En el epílogo del libro de Bain se dan ideas sobre
cómo mejorar la calidad de la docencia, pero la palabra coordinación no aparece en
ningún momento. Al contrario, toda la discusión parte de
la tesis implícita de que los
buenos profesores universitarios son como pintores que han
logrado un estilo personal, adaptado íntimamente a su propia
idiosincrasia, en suma, un estilo individual,
con el que consiguen conectar eficientemente con su público, un
estilo del que se puede tratar de aprender, de extraer ideas,
compartirlas y difundirlas, pero nunca copiar sin más.
Hacia 1435 Donatello estaba esculpiendo una tribuna para los
cantores
de la catedral de Florencia, y en la pared de enfrente hacía lo
propio
Lucca della Robbia. Eran los dos mejores escultores de la época
y
trabajaban uno frente al otro. ¿Acaso se coordinaron? No. Los
dos
hicieron trabajos espléndidos, apropiados para el lugar y
acordes con
el entorno, pero el estilo de uno es completamente opuesto al del otro.
¿Hubiera sido sensato que los florentinos que financiaban la
catedral
les hubieran exigido coordinación? ¿No es evidente que
cualquier
intento de adaptar mutuamente sus criterios habría ido en
detrimento de
su genialidad? Dicen que Beethoven se lamentaba de no ser capaz de
componer una fuga como las de Bach, y compuso varias fugas, pero
ninguna de ellas tiene el genio de Bach. Todas tienen el genio de
Beethoven. ¿Hubiera sido razonable exigir a Chaikovsky
que se ciñera a las formas clásicas, cuando él
mismo se declaraba
incapaz de hacerlo? Cualquiera que entienda realmente que
"enseñar no significa meramente dar clase" (y tenga una idea
mínimamente aproximada de qué es realmente
enseñar) comprenderá por sí mismo la
analogía entre estos ejemplos y el problema de la docencia.

Tareas pedidas
a) Según el texto sobre la docencia, ¿en qué ciudad estaba la catedral donde trabajaban Donatello y Lucca della Robbia?
b) Resume en dos oraciones el texto sobre la docencia.
c) Sigue escribiendo el texto sobre la docencia a partir de su última oración.
El material de más abajo va aparte y no tiene que ver con el texto.

Datos extraídos

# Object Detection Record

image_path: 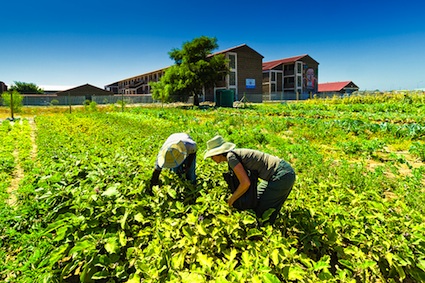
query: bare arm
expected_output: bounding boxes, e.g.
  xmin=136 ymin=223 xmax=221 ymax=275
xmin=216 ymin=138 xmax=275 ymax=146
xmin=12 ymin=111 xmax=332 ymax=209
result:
xmin=227 ymin=163 xmax=251 ymax=206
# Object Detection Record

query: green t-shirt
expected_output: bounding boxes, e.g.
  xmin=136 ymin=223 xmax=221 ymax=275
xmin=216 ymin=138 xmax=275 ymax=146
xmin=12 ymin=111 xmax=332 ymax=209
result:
xmin=227 ymin=148 xmax=291 ymax=181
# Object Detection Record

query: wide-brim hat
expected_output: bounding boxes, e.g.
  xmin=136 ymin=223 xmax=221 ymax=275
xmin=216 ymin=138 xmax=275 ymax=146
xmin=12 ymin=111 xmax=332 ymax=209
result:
xmin=204 ymin=136 xmax=236 ymax=159
xmin=158 ymin=141 xmax=187 ymax=168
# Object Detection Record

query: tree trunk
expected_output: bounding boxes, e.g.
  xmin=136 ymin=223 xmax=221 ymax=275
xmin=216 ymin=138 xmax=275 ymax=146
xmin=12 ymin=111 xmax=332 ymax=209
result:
xmin=193 ymin=93 xmax=199 ymax=106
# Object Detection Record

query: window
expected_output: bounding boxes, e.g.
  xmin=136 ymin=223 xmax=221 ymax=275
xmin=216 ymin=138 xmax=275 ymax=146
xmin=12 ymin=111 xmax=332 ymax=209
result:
xmin=229 ymin=53 xmax=236 ymax=70
xmin=229 ymin=72 xmax=236 ymax=85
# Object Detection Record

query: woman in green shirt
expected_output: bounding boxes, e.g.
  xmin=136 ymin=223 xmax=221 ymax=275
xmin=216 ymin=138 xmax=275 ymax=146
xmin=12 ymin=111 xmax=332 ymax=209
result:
xmin=204 ymin=136 xmax=295 ymax=223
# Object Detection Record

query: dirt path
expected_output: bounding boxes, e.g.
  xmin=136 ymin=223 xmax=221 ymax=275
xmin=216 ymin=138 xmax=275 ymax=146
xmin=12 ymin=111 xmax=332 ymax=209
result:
xmin=6 ymin=118 xmax=37 ymax=206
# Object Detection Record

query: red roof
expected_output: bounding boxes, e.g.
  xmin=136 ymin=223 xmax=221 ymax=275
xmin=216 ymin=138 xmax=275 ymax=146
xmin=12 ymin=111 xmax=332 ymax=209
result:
xmin=318 ymin=81 xmax=352 ymax=92
xmin=209 ymin=43 xmax=264 ymax=58
xmin=263 ymin=54 xmax=314 ymax=71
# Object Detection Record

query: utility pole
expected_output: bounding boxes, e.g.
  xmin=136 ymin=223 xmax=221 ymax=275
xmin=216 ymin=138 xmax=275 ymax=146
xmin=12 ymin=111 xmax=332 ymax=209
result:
xmin=10 ymin=91 xmax=15 ymax=121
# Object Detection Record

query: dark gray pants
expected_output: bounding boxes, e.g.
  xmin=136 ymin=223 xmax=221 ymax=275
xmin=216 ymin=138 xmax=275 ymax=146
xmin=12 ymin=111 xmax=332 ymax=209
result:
xmin=255 ymin=161 xmax=295 ymax=223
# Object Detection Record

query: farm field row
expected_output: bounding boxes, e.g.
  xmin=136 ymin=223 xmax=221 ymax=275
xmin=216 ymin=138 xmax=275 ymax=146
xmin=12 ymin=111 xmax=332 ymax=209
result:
xmin=0 ymin=92 xmax=425 ymax=283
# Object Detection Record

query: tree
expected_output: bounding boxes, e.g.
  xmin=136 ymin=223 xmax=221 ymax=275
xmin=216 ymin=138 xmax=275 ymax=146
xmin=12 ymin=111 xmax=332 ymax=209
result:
xmin=1 ymin=90 xmax=23 ymax=115
xmin=9 ymin=81 xmax=44 ymax=94
xmin=150 ymin=36 xmax=229 ymax=106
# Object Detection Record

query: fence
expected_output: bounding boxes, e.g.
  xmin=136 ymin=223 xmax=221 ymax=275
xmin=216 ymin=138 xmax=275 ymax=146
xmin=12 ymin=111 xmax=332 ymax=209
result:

Respuestas dadas
a) En Florencia.

b) El texto señala que el libro de Bain da ideas para mejorar la docencia sin mencionar la coordinación, y que presenta a los buenos profesores universitarios como pintores con un estilo propio, del que se puede aprender pero que no se debe copiar sin más. Con ejemplos como Donatello y Lucca della Robbia, que hicieron obras espléndidas de estilos opuestos sin coordinarse, o las fugas de Beethoven, que tienen su genio y no el de Bach, plantea una analogía con el problema de la docencia.

c)
Lograr una docencia de calidad es un problema abierto, como decidir
la mejor política económica para un país o luchar
contra el cáncer. No hay nadie que pueda señalar
objetivamente el camino correcto para enfrentarse al problema. Lo
único que puede hacerse ante un problema así es probar,
experimentar, alentar las iniciativas, evaluarlas, pero nunca
coartarlas (salvo que fracasen). La
docencia es investigación, y la investigación es
esencialmente individual: consiste en que cada individuo aprenda de los
demás las ideas que sea capaz de asimilar y aporte a los
demás las ideas que sea capaz de generar. La única
coordinación posible es la que surge de la afinidad: la que
surge cuando investigadores en una misma
área coinciden espontáneamente en orientar su
investigación
en una misma dirección y, aun así, la coordinación
no puede consistir sino en el intercambio de experiencias e ideas, pero
jamás en el compromiso de renunciar a los propios criterios para
aplicar otros ajenos, pues de tal perversión no puede nacer
sino una torpe criatura de remiendos como la creada por la doctora
Victoria o el doctor Víctor Frankenstein.